Starting with the line containing "of the silver" and going on through the end of the material, rewrite those lines with "laptop" swapped for "notebook computer" and everything else left as it is. Omit the pictures.

Shape annotation records:

====

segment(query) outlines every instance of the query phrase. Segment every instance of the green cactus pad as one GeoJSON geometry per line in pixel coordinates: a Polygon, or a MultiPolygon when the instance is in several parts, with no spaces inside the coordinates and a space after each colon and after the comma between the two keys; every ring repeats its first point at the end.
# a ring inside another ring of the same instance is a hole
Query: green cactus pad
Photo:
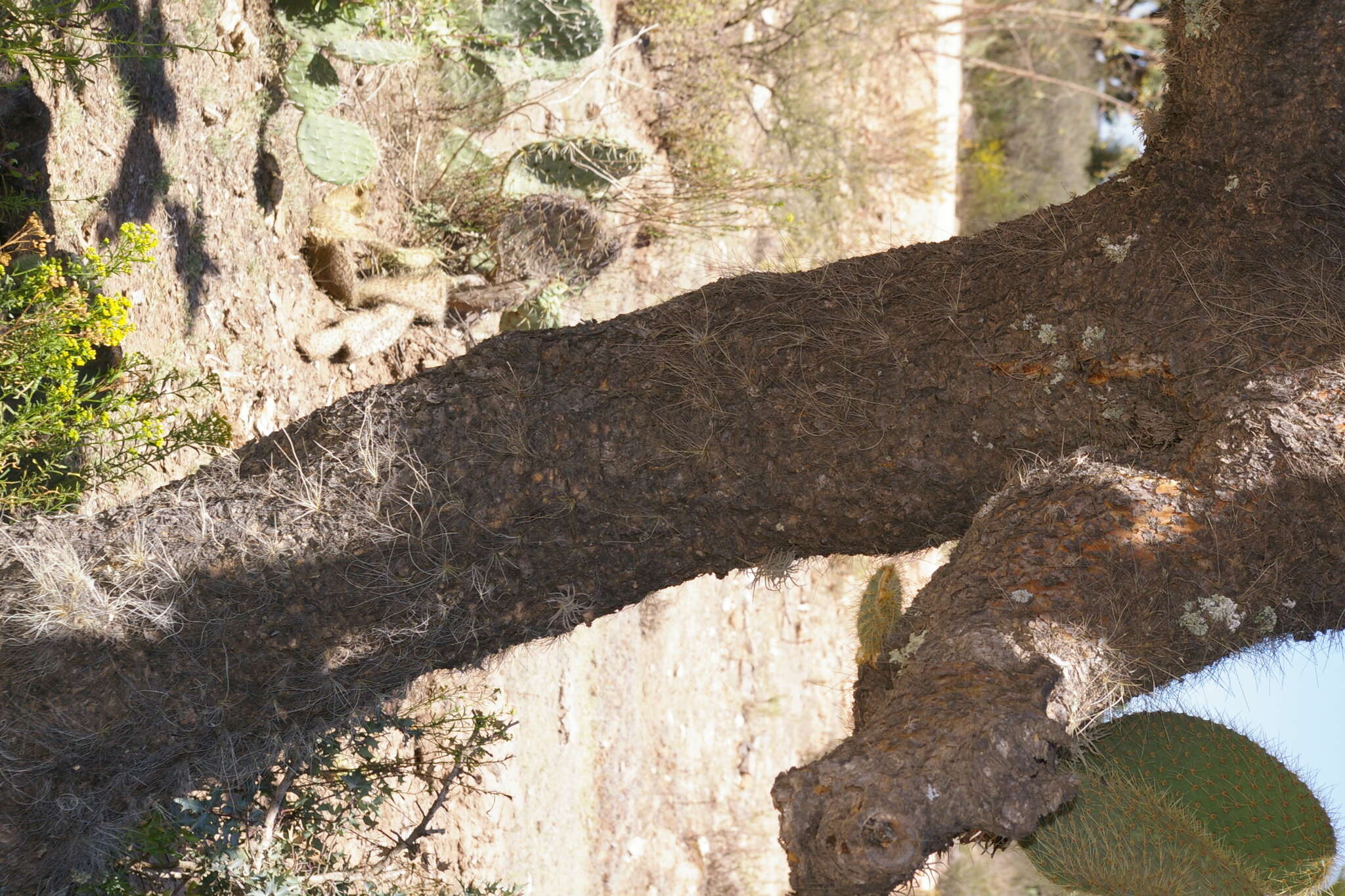
{"type": "Polygon", "coordinates": [[[455,109],[453,121],[469,128],[499,121],[506,103],[512,99],[511,89],[495,75],[490,63],[475,54],[460,59],[445,58],[440,87],[455,109]]]}
{"type": "Polygon", "coordinates": [[[1115,896],[1263,896],[1322,883],[1336,856],[1311,790],[1250,737],[1174,712],[1103,727],[1079,797],[1024,846],[1046,877],[1115,896]]]}
{"type": "Polygon", "coordinates": [[[304,111],[327,111],[340,98],[340,81],[327,58],[311,43],[299,44],[282,77],[285,95],[304,111]]]}
{"type": "Polygon", "coordinates": [[[859,635],[857,664],[877,665],[882,642],[898,618],[901,618],[901,578],[897,575],[897,567],[888,563],[869,578],[869,584],[859,598],[859,609],[854,617],[855,633],[859,635]]]}
{"type": "Polygon", "coordinates": [[[573,290],[565,281],[550,283],[534,298],[530,298],[511,312],[500,314],[500,332],[561,326],[565,322],[561,317],[561,310],[565,300],[572,294],[573,290]]]}
{"type": "Polygon", "coordinates": [[[401,40],[332,40],[327,48],[338,59],[362,66],[390,66],[420,58],[420,47],[401,40]]]}
{"type": "Polygon", "coordinates": [[[438,144],[434,160],[449,172],[469,175],[490,171],[495,164],[472,136],[461,128],[451,128],[438,144]]]}
{"type": "Polygon", "coordinates": [[[541,140],[519,150],[518,163],[550,187],[599,193],[644,167],[644,153],[611,140],[565,137],[541,140]]]}
{"type": "Polygon", "coordinates": [[[362,125],[327,113],[305,111],[296,141],[304,167],[331,184],[364,180],[378,163],[378,146],[362,125]]]}
{"type": "Polygon", "coordinates": [[[578,62],[603,48],[603,19],[586,0],[496,0],[482,24],[529,42],[534,55],[550,62],[578,62]]]}
{"type": "Polygon", "coordinates": [[[366,4],[324,4],[312,0],[276,0],[272,13],[295,40],[323,46],[332,40],[358,38],[377,11],[366,4]]]}

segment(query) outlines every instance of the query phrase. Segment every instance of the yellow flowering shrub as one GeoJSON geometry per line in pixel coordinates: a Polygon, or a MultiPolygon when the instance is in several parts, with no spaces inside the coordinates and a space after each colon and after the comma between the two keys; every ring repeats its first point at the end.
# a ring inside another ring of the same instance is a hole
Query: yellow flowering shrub
{"type": "Polygon", "coordinates": [[[47,258],[44,243],[3,255],[0,519],[62,509],[182,447],[229,443],[217,414],[161,410],[165,398],[218,387],[213,376],[187,382],[137,353],[90,364],[133,329],[130,300],[104,294],[102,282],[151,262],[157,242],[128,223],[81,259],[47,258]]]}

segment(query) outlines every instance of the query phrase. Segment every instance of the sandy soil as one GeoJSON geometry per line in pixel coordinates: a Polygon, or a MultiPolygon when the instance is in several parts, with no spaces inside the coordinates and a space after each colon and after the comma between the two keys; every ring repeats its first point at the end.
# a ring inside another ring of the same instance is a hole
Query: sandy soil
{"type": "MultiPolygon", "coordinates": [[[[615,20],[613,0],[599,7],[615,20]]],[[[940,15],[955,9],[942,4],[940,15]]],[[[308,208],[328,187],[297,159],[299,111],[276,87],[285,50],[266,3],[139,0],[128,24],[161,24],[172,40],[213,43],[215,21],[230,11],[257,35],[257,52],[126,63],[79,94],[59,86],[40,93],[54,120],[47,167],[51,196],[61,200],[59,243],[77,250],[125,220],[159,228],[159,262],[124,283],[139,328],[126,348],[218,373],[214,406],[242,443],[350,392],[441,364],[495,332],[495,320],[469,330],[418,326],[394,349],[352,364],[300,356],[295,337],[339,314],[299,251],[308,208]],[[95,201],[79,201],[86,196],[95,201]]],[[[876,132],[889,111],[932,116],[947,189],[915,199],[894,177],[884,201],[857,216],[851,250],[956,232],[959,46],[955,34],[931,38],[923,52],[882,56],[857,85],[876,132]]],[[[354,73],[343,75],[355,82],[354,73]]],[[[410,67],[360,77],[342,114],[378,133],[385,167],[375,196],[382,226],[395,231],[399,193],[414,189],[428,164],[426,136],[408,122],[432,86],[410,67]]],[[[553,91],[511,121],[487,149],[582,132],[600,120],[605,133],[652,150],[652,89],[638,48],[625,46],[578,89],[553,91]]],[[[569,313],[628,312],[777,251],[773,234],[751,230],[628,246],[569,313]]],[[[175,461],[160,481],[198,461],[175,461]]],[[[499,688],[519,724],[512,759],[486,780],[508,798],[452,806],[425,861],[445,880],[514,881],[531,893],[784,892],[768,791],[779,771],[846,731],[851,610],[866,564],[816,560],[779,591],[753,587],[746,575],[690,582],[570,637],[515,650],[488,672],[441,676],[499,688]]]]}

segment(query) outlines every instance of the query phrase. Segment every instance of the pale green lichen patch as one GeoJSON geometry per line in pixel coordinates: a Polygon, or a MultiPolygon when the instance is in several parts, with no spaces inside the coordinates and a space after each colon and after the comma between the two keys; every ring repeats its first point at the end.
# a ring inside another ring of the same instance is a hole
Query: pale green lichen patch
{"type": "Polygon", "coordinates": [[[1098,238],[1098,244],[1102,246],[1102,254],[1107,257],[1112,265],[1119,265],[1126,261],[1126,255],[1130,254],[1130,244],[1134,243],[1139,236],[1137,234],[1130,234],[1120,243],[1114,243],[1106,236],[1098,238]]]}
{"type": "Polygon", "coordinates": [[[1220,0],[1185,0],[1186,36],[1208,38],[1219,30],[1219,16],[1224,13],[1220,0]]]}
{"type": "MultiPolygon", "coordinates": [[[[1210,627],[1223,626],[1228,631],[1237,631],[1243,625],[1243,618],[1245,614],[1237,609],[1237,603],[1232,598],[1223,594],[1212,594],[1208,598],[1201,598],[1198,602],[1190,602],[1182,604],[1182,613],[1177,618],[1177,625],[1180,625],[1186,631],[1190,631],[1197,638],[1202,638],[1209,634],[1210,627]]],[[[1271,611],[1274,615],[1274,611],[1271,611]]],[[[1271,622],[1274,626],[1274,621],[1271,622]]]]}
{"type": "Polygon", "coordinates": [[[909,638],[907,638],[907,646],[898,647],[897,650],[893,650],[892,653],[889,653],[888,654],[888,660],[893,665],[897,665],[897,666],[904,665],[905,661],[909,660],[912,657],[912,654],[915,654],[915,652],[920,649],[920,645],[924,643],[925,635],[928,635],[928,634],[929,634],[929,630],[925,629],[923,631],[917,631],[916,634],[911,635],[909,638]]]}
{"type": "Polygon", "coordinates": [[[1276,622],[1279,622],[1279,617],[1275,615],[1274,607],[1262,607],[1260,611],[1252,617],[1251,627],[1256,634],[1270,634],[1275,630],[1276,622]]]}

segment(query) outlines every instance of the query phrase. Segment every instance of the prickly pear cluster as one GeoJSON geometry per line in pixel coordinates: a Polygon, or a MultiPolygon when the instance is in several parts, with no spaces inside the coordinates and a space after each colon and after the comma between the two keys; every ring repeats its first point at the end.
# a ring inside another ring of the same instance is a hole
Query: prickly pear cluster
{"type": "Polygon", "coordinates": [[[529,42],[531,54],[549,62],[577,63],[603,48],[603,19],[586,0],[495,0],[482,24],[529,42]]]}
{"type": "Polygon", "coordinates": [[[581,289],[621,254],[621,242],[585,201],[553,193],[527,196],[495,234],[495,279],[564,279],[581,289]]]}
{"type": "Polygon", "coordinates": [[[564,279],[549,283],[535,297],[514,310],[500,314],[500,332],[561,326],[565,322],[561,312],[564,310],[565,301],[573,294],[574,292],[564,279]]]}
{"type": "Polygon", "coordinates": [[[324,54],[356,64],[410,62],[420,55],[408,43],[360,39],[373,12],[367,5],[311,5],[303,0],[274,7],[281,28],[299,42],[281,78],[285,95],[304,110],[296,134],[299,157],[315,177],[334,184],[369,177],[378,163],[378,146],[363,125],[327,114],[340,99],[340,81],[324,54]]]}
{"type": "Polygon", "coordinates": [[[1076,762],[1079,795],[1024,842],[1052,881],[1110,896],[1266,896],[1336,856],[1311,790],[1250,737],[1176,712],[1123,716],[1076,762]]]}
{"type": "Polygon", "coordinates": [[[633,146],[593,137],[541,140],[518,150],[518,163],[549,187],[603,193],[644,167],[644,153],[633,146]]]}

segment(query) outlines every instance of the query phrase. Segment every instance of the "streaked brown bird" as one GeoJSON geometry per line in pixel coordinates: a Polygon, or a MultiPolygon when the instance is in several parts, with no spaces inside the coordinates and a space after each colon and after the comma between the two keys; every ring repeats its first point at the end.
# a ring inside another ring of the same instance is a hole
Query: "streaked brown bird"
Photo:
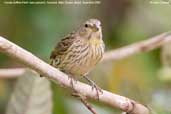
{"type": "Polygon", "coordinates": [[[70,76],[72,87],[72,79],[83,76],[99,96],[98,91],[101,89],[87,74],[102,59],[104,49],[101,22],[89,19],[56,45],[50,56],[51,65],[70,76]]]}

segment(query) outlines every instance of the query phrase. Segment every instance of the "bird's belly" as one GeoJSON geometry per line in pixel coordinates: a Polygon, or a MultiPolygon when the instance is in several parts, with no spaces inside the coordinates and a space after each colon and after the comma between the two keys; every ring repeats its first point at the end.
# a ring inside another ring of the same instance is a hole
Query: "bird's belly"
{"type": "Polygon", "coordinates": [[[77,64],[75,63],[73,66],[68,67],[70,70],[70,73],[75,75],[75,76],[82,76],[87,74],[88,72],[90,72],[95,65],[97,64],[97,62],[89,62],[87,61],[87,63],[84,64],[77,64]],[[91,63],[91,64],[89,64],[91,63]]]}
{"type": "Polygon", "coordinates": [[[65,71],[69,71],[74,76],[83,76],[89,73],[101,60],[103,50],[90,50],[87,56],[82,56],[79,60],[75,58],[71,63],[65,66],[65,71]],[[97,52],[97,53],[96,53],[97,52]]]}

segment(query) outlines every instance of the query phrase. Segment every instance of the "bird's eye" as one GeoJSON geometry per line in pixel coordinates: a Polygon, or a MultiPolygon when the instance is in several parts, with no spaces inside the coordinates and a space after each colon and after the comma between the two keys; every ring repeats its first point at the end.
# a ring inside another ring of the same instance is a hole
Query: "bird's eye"
{"type": "Polygon", "coordinates": [[[88,27],[88,24],[85,24],[85,27],[87,28],[88,27]]]}

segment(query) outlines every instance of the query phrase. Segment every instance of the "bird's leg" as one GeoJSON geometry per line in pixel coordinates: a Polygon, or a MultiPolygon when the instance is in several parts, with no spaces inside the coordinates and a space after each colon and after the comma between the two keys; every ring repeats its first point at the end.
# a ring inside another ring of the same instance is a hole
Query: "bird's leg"
{"type": "Polygon", "coordinates": [[[71,87],[74,89],[74,82],[76,84],[77,80],[72,75],[68,75],[68,79],[70,80],[71,87]]]}
{"type": "Polygon", "coordinates": [[[96,90],[97,99],[99,99],[99,92],[103,93],[102,89],[94,81],[89,79],[87,76],[83,76],[83,77],[89,82],[89,84],[92,87],[92,90],[94,90],[94,89],[96,90]]]}

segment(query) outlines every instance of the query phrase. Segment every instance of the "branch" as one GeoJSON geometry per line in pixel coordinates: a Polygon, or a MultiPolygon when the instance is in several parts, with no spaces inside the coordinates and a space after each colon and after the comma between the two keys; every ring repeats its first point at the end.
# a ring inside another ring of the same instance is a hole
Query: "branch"
{"type": "MultiPolygon", "coordinates": [[[[0,37],[0,52],[18,60],[25,64],[26,67],[37,71],[59,85],[72,89],[72,85],[70,84],[70,80],[68,80],[68,76],[66,74],[3,37],[0,37]]],[[[92,90],[91,86],[87,84],[78,81],[74,84],[74,90],[87,98],[97,100],[96,90],[92,90]]],[[[129,114],[149,114],[149,110],[145,106],[106,90],[103,90],[103,94],[99,95],[99,101],[128,112],[129,114]]]]}
{"type": "Polygon", "coordinates": [[[171,34],[169,32],[154,36],[148,40],[134,43],[116,50],[108,51],[105,53],[102,61],[119,60],[133,54],[151,51],[156,49],[167,42],[171,41],[171,34]]]}

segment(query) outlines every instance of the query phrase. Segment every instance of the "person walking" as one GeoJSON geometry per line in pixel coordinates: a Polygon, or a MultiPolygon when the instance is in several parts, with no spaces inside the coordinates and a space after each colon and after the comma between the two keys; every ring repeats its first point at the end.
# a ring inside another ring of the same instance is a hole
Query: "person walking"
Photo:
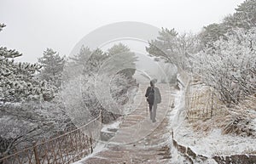
{"type": "Polygon", "coordinates": [[[157,87],[155,87],[156,80],[150,81],[150,87],[147,88],[145,97],[149,105],[150,119],[155,122],[157,104],[161,102],[161,94],[157,87]]]}

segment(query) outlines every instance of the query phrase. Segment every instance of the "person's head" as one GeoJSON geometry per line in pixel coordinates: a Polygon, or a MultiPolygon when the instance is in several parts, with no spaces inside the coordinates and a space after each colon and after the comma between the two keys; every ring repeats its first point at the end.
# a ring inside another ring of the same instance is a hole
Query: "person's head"
{"type": "Polygon", "coordinates": [[[155,82],[156,82],[156,79],[151,80],[151,81],[150,81],[150,86],[151,86],[151,87],[154,87],[155,82]]]}

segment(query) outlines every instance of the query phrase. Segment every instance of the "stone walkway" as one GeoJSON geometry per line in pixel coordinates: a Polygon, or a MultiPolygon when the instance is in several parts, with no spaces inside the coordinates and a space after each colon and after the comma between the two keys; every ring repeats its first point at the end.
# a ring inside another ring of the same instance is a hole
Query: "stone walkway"
{"type": "Polygon", "coordinates": [[[169,163],[171,130],[168,115],[172,110],[175,89],[159,84],[162,102],[158,105],[156,122],[149,119],[144,91],[148,86],[140,85],[137,108],[124,117],[115,136],[105,143],[106,149],[80,161],[86,164],[113,163],[169,163]]]}

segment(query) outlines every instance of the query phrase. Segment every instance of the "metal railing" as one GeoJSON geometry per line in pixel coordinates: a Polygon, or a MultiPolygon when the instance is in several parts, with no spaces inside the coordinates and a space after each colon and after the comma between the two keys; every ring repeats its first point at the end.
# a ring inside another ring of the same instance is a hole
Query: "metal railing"
{"type": "Polygon", "coordinates": [[[13,155],[0,159],[0,164],[64,164],[77,161],[93,152],[100,138],[102,113],[83,127],[63,135],[33,143],[13,155]]]}
{"type": "Polygon", "coordinates": [[[210,88],[202,90],[191,89],[191,81],[189,80],[185,91],[187,119],[193,121],[212,118],[213,95],[213,92],[210,88]]]}

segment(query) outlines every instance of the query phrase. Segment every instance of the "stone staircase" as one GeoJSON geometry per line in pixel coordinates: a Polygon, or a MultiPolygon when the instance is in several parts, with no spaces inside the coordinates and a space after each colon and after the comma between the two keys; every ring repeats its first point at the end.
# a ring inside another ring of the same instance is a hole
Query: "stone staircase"
{"type": "Polygon", "coordinates": [[[168,115],[176,91],[166,84],[157,86],[162,95],[162,102],[158,105],[156,122],[153,123],[144,98],[147,87],[140,85],[141,96],[135,101],[137,106],[136,110],[124,116],[118,129],[108,129],[113,131],[111,133],[113,135],[108,141],[102,141],[105,144],[104,150],[79,163],[169,163],[168,145],[172,132],[168,128],[168,115]]]}

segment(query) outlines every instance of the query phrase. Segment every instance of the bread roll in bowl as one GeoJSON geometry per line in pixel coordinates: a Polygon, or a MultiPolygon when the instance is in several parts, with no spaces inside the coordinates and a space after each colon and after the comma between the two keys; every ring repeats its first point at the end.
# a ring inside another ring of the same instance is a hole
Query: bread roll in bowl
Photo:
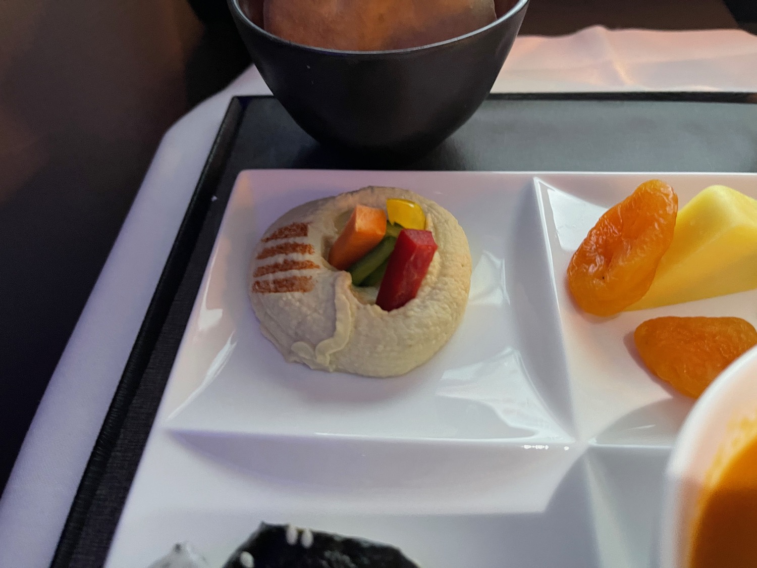
{"type": "Polygon", "coordinates": [[[265,232],[253,254],[250,298],[263,334],[290,362],[368,376],[402,375],[428,360],[457,327],[470,289],[468,239],[453,215],[406,189],[366,187],[305,203],[265,232]],[[375,305],[375,288],[352,286],[326,258],[357,204],[419,204],[438,248],[418,293],[402,307],[375,305]]]}

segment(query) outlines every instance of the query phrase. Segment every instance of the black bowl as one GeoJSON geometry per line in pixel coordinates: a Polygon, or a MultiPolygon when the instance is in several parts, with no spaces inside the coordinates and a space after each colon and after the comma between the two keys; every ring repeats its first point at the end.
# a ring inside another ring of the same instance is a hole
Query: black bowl
{"type": "Polygon", "coordinates": [[[261,20],[260,0],[228,2],[263,80],[305,132],[359,153],[406,156],[431,150],[470,118],[489,93],[528,3],[497,0],[498,7],[507,5],[497,20],[453,39],[345,51],[265,31],[255,23],[261,20]]]}

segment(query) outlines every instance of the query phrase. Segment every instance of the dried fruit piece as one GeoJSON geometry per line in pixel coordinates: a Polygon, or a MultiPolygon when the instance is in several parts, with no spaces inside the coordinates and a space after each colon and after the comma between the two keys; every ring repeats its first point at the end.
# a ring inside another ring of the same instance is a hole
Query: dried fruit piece
{"type": "Polygon", "coordinates": [[[650,179],[600,217],[568,265],[582,310],[612,316],[641,299],[673,240],[678,211],[673,188],[650,179]]]}
{"type": "Polygon", "coordinates": [[[696,398],[757,345],[757,330],[740,317],[657,317],[636,328],[634,342],[650,371],[696,398]]]}

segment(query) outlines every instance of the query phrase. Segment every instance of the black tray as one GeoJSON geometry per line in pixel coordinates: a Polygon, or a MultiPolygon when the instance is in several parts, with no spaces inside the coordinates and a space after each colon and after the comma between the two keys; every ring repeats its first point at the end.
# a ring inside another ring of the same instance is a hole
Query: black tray
{"type": "Polygon", "coordinates": [[[271,97],[232,98],[84,472],[53,568],[104,563],[234,180],[251,168],[755,172],[757,95],[492,95],[441,146],[405,163],[358,161],[323,147],[271,97]]]}

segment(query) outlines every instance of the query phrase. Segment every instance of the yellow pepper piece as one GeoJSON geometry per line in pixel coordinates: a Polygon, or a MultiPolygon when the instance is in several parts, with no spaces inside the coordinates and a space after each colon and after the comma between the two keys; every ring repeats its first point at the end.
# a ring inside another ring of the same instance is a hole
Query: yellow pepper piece
{"type": "Polygon", "coordinates": [[[409,199],[387,199],[386,214],[390,223],[404,229],[425,229],[425,215],[421,206],[409,199]]]}

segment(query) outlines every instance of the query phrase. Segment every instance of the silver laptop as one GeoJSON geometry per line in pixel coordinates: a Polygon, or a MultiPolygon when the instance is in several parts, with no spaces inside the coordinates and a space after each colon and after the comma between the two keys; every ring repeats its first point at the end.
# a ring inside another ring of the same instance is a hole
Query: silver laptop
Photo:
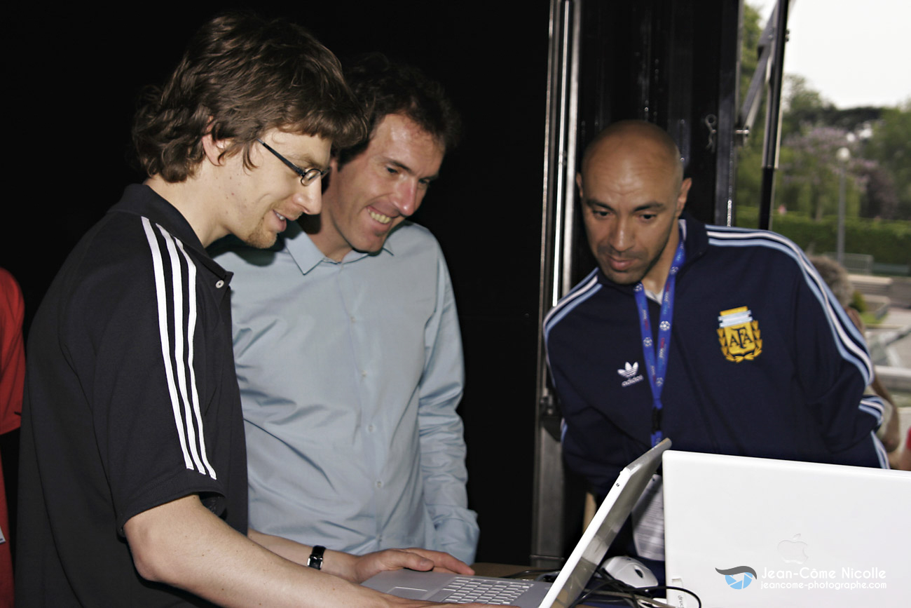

====

Correct answer:
segment(query) outlines every instance of the query phrase. Segment every instance of the silver notebook computer as one GeoJSON geometry per line in pixel coordinates: a Polygon, or a MultiPolygon when the instance is in several parts, with no spaces inside the coordinates and a space after each colon and after the comma between the two keys; every ring repeats its first point at the end.
# a ring inside another ring of the same instance is a hole
Query: silver notebook computer
Photo:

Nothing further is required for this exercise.